## STATED EXERCISE
Each record below is to be reproduced without any change.

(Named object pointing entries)
------------------------------------------------

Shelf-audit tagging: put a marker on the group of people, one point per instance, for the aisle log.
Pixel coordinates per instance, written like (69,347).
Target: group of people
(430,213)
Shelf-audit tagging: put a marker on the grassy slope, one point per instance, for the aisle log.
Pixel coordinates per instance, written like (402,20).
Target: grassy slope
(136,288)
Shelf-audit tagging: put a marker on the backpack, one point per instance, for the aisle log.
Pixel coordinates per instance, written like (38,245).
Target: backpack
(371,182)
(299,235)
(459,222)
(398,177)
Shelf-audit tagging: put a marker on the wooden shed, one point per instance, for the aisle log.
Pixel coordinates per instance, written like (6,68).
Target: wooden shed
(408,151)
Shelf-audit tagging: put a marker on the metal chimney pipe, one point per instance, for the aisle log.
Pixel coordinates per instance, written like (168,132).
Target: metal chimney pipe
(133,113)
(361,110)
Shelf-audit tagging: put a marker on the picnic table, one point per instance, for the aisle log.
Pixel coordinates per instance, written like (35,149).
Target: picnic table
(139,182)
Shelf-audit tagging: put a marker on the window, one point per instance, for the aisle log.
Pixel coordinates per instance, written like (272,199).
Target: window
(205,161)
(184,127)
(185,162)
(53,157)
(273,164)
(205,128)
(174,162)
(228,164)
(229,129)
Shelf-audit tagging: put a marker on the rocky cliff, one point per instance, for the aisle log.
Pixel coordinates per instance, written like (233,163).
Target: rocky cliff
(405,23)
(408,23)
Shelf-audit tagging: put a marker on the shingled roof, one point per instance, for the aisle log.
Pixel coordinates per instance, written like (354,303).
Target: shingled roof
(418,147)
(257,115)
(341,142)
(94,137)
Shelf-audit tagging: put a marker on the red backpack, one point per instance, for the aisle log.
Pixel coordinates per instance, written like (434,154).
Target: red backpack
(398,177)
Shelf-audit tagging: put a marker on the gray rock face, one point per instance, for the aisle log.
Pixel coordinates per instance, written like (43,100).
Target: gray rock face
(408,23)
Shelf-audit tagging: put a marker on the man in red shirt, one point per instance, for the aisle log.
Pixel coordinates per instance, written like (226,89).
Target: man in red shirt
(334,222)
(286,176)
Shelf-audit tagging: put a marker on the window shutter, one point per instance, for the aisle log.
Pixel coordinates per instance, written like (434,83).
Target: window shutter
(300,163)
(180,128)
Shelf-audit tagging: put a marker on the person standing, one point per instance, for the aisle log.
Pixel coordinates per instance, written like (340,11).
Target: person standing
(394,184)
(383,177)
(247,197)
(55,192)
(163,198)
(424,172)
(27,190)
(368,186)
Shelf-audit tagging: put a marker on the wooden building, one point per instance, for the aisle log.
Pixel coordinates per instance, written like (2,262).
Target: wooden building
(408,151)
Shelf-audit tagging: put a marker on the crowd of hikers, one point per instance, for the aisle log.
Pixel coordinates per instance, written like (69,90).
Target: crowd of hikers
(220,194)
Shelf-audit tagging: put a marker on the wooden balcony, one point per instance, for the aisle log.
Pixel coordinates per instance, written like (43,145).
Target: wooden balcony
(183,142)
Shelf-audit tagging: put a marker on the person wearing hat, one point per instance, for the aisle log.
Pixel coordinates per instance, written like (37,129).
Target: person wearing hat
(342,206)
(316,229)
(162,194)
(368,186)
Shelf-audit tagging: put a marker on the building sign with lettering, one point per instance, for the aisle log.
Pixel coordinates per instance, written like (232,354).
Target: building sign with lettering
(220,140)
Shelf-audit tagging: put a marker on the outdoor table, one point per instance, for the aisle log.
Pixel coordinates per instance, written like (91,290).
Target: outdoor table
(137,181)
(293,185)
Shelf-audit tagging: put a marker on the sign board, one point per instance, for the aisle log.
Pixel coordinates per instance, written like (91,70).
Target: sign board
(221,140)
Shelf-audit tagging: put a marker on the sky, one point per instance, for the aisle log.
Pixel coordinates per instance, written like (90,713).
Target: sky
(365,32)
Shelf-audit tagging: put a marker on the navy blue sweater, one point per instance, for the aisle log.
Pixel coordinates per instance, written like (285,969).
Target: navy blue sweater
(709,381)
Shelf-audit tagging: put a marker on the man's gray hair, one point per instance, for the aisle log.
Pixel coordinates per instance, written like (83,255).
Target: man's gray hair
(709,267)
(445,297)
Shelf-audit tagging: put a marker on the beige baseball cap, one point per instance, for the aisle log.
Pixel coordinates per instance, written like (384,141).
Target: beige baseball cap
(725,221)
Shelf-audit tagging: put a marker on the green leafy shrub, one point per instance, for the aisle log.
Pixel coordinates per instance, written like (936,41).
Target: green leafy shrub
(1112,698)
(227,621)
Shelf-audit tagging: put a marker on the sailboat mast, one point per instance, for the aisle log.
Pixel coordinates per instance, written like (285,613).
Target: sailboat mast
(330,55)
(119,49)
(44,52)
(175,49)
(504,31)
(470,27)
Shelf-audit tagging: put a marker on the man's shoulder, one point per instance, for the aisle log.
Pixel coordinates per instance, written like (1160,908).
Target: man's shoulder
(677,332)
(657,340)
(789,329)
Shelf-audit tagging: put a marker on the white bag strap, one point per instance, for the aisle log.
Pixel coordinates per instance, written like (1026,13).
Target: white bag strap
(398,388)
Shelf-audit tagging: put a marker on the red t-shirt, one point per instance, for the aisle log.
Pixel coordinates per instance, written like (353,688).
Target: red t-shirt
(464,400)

------------------------------------------------

## WORKED SOLUTION
Shelf-audit tagging: put a marker on the group of people, one point per instance, for the aisle log.
Pixel coordinates per instance, written like (69,347).
Target: group of people
(430,213)
Shelf-audit tagging: put a marker on the grassy slope, one point per instance, for the aisle log.
Pixel coordinates per instance, written like (402,20).
Target: grassy slope
(136,288)
Shelf-audit tagging: put a marker on the backpack, one point per instance, for the aisle log.
Pixel coordinates per instance, written like (38,245).
Target: backpack
(371,182)
(299,235)
(459,222)
(398,177)
Shelf-audit tagging: put a marker on the wooden shed, one point per instance, for the aisle log.
Pixel coordinates per instance, written like (6,68).
Target: wooden shed
(408,151)
Shelf-audit tagging: put a marker on the metal chimney pipe, one point per instance, for the aisle log.
Pixel coordinates per instance, written like (168,132).
Target: metal chimney pipe
(133,113)
(361,110)
Shelf-audit tagging: put a marker on the picnic table, one point per instance, for the aisle log.
Pixel coordinates per instance, written like (35,149).
Target: picnic table
(139,182)
Shelf-audit tagging: put a marker on the window, one point per instance, for the aisle log.
Pixel coordinates per instance, written like (272,199).
Target: window
(205,161)
(184,127)
(185,162)
(53,157)
(273,164)
(205,128)
(174,162)
(228,164)
(229,129)
Shelf-audit tagging: put a marker on the rocky cliff, one point per instance, for the aisle log.
Pixel coordinates per instance, written like (233,163).
Target: rocky cliff
(405,23)
(408,23)
Shelf-audit tagging: put a marker on the shingled roof, one point per instance, for the aisle log.
Pixel coordinates per instance, written like (354,303).
Target: shingled roof
(418,147)
(257,115)
(341,142)
(94,137)
Shelf-audit tagging: put a marker on the red backpack, one point per instance, for the aisle log.
Pixel coordinates per instance, written like (434,154).
Target: red backpack
(398,177)
Shelf-audit tagging: put a marker on the gray rock face, one point per instance, for the aisle log.
Pixel coordinates per instance, written like (43,100).
Target: gray rock face
(408,23)
Shelf-audit tagging: put a marker on the man in red shirt, one point per instance, for the aisle log.
Pixel coordinates per instance, written like (226,89).
Target: man in red shirt
(334,222)
(286,176)
Shelf-audit tagging: put a marker on the window shutter, one point per instance, for the aisle log.
Pixel coordinates per instance, written like (434,83).
Target: window shutter
(300,163)
(180,128)
Shelf-audit tagging: put a marker on the person standing, one point per instance, for the aisle log.
Pixel coordinates per instance, written like (340,11).
Target: person standing
(394,184)
(383,177)
(247,197)
(55,192)
(163,198)
(424,172)
(27,190)
(368,186)
Shelf-audit tagging: put a marker on the wooden building, one point per instance, for the aisle log.
Pixel coordinates per instance, written like (2,262).
Target: wooden building
(408,151)
Shelf-audit tagging: put a marker on the crowd of hikers, one point per instance, for the aisle log.
Pixel coordinates per instance, written like (69,90).
Target: crowd of hikers
(220,194)
Shelf-audit tagging: put a marker on the wooden balcony, one point per instance, for the aisle log.
Pixel coordinates per instance, written like (43,145).
Target: wooden balcony
(183,142)
Shelf-audit tagging: put a marker on the person wearing hat, one point per instance, for the aisle log.
Pixel coordinates per instance, written like (37,129).
Target: person wearing hat
(342,206)
(316,229)
(162,194)
(368,186)
Shelf-audit tagging: put a marker on the building sign with lettering, one point per instance, for the aisle log.
Pixel coordinates per instance, written like (232,354).
Target: building sign with lettering
(220,140)
Shelf-audit tagging: put a marker on the outdoor table, one point per instance, for the aisle log.
Pixel coordinates per instance, written like (91,290).
Target: outdoor table
(137,181)
(293,185)
Shelf-audit tagging: put a marker on the sign board, one point per instance, for the aisle log.
Pixel coordinates per instance, written like (91,70).
Target: sign board
(221,140)
Shelf-audit tagging: put a marker on the sky, one point per instance, for the aisle log.
Pixel coordinates per instance, written like (90,713).
Target: sky
(365,32)
Shelf-audit tagging: put a marker on the navy blue sweater, one point per instance, for the aisle log.
Pixel coordinates per instance, written like (285,969).
Target: navy blue sweater
(709,381)
Shelf-audit tagging: put a marker on the man's gray hair, one point per instance, for the aisle log.
Pixel coordinates per instance, written like (83,255).
Target: man's gray hair
(709,267)
(445,297)
Shelf-audit tagging: put a marker on the beige baseball cap, one point per instance, for the aisle log.
Pixel coordinates per instance, written like (384,141).
Target: beige baseball cap
(725,221)
Shelf-audit tagging: put a marker on the green leafy shrub, one point per instance, for the aisle log.
Pixel coordinates per instance, written like (936,41).
Target: green leafy shrub
(1112,698)
(227,621)
Shelf-audit tagging: put a marker on the sailboat mast, one point per instance, for the aisle log.
Pixel coordinates per instance, written like (285,613).
Target: sailboat mast
(330,55)
(119,49)
(44,52)
(175,49)
(504,31)
(470,27)
Shelf-audit tagging: put a marker on the man's shoulder, one point per instance, for the aisle log.
Pixel coordinates per instance, written like (1160,908).
Target: man's shoulder
(677,332)
(657,340)
(789,329)
Shelf-audit tagging: put a marker on the white bag strap, one point per instance, for the aisle log.
Pixel coordinates per instance, written like (1026,13).
Target: white bag strap
(398,388)
Shelf-audit tagging: put a marker on the red t-shirt, one point per instance, for the aisle log.
Pixel coordinates per instance, written like (353,688).
Target: red t-shirt
(464,400)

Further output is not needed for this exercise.